Work to do – Rewrite these items, swapping every "pin" for "marker" and leaving everything else the same.

########################################

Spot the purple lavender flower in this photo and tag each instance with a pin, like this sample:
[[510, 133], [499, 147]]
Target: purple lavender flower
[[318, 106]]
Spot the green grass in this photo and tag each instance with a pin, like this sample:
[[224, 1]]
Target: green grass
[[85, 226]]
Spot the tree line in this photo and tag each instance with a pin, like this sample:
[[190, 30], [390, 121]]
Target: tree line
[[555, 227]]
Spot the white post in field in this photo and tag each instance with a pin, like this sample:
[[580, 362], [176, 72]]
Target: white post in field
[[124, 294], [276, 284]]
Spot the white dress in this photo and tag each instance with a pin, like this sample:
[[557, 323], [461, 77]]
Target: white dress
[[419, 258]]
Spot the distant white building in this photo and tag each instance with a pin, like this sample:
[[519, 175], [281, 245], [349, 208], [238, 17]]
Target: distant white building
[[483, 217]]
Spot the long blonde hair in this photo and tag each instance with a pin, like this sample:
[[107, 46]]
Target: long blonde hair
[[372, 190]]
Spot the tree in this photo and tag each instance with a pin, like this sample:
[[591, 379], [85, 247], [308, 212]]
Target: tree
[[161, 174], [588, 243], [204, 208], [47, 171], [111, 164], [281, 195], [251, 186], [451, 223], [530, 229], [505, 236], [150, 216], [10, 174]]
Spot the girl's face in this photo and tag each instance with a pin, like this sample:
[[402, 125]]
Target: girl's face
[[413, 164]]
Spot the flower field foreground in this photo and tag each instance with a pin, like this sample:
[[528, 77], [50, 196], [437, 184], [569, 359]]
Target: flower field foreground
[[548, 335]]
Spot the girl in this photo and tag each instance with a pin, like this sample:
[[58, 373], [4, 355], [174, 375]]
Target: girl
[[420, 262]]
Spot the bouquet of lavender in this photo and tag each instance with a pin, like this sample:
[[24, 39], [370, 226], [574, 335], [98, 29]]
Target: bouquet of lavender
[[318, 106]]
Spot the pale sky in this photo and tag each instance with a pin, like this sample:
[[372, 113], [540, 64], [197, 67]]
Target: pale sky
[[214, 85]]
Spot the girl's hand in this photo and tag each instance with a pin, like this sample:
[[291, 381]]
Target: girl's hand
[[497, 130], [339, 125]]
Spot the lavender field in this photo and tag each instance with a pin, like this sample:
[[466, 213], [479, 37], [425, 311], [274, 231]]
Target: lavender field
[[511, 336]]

########################################

Answer –
Spot the purple lavender flower in this photo and tag each instance with a marker, like this sample:
[[510, 133], [499, 147]]
Target: purple lavender flower
[[318, 106]]
Spot the green grass in this photo and tag each instance with a marker, like this sample:
[[224, 1]]
Target: green grass
[[85, 226]]
Spot the tree line in this photo and tag each instance with a marker, like this sample:
[[190, 30], [390, 121]]
Target: tree line
[[555, 227]]
Spot the white post in field in this photo and tag each instance with a marker, like this sample:
[[580, 362], [176, 72]]
Target: white post in field
[[124, 294], [276, 284]]
Spot the white dress in this photo and tag each instance with a marker, like this sample:
[[557, 323], [461, 77]]
Target: white dress
[[419, 258]]
Spot the distant white building in this photo and tag each instance with a marker, like this sample:
[[519, 175], [281, 245], [349, 208], [238, 17]]
Target: distant white building
[[483, 217]]
Spot the long blonde hair in this photo and tag each instance with a marker, like this sample:
[[107, 46]]
Target: long blonde hair
[[372, 190]]
Spot the tree in this photo and tag each instance with a marker, like this sample:
[[591, 379], [85, 247], [308, 212]]
Target: tree
[[161, 174], [588, 243], [204, 208], [47, 171], [111, 164], [281, 195], [251, 186], [451, 223], [530, 229], [505, 236], [150, 216], [10, 174]]
Spot the girl's face in this photo and tag each instance with a marker, like this sample:
[[402, 125]]
Target: girl's face
[[413, 164]]
Spot the flower field foreground in this photo and tag each instance with a marker, like this sample:
[[528, 77], [50, 196], [437, 184], [569, 359]]
Target: flower field foreground
[[548, 335]]
Spot the girl in this photo and tag each instance with a marker, like this sample:
[[58, 373], [4, 355], [174, 375]]
Target: girl
[[420, 262]]
Spot the bouquet of lavender in this photo and tag each instance with a marker, like this sample:
[[24, 39], [370, 226], [574, 335], [98, 29]]
Target: bouquet of lavender
[[318, 106]]
Spot the pale sky in this photo and tag each instance with a marker, like this sample:
[[372, 113], [540, 64], [197, 67]]
Target: pale sky
[[214, 85]]
Spot the girl's hand in this photo and tag each instance with a marker, like this sample:
[[291, 381]]
Target: girl's hand
[[497, 130], [339, 125]]
Spot the lavender field in this photo and tag each instance with a marker, like this sample:
[[466, 213], [479, 37], [425, 311], [274, 231]]
Target: lavender field
[[511, 336]]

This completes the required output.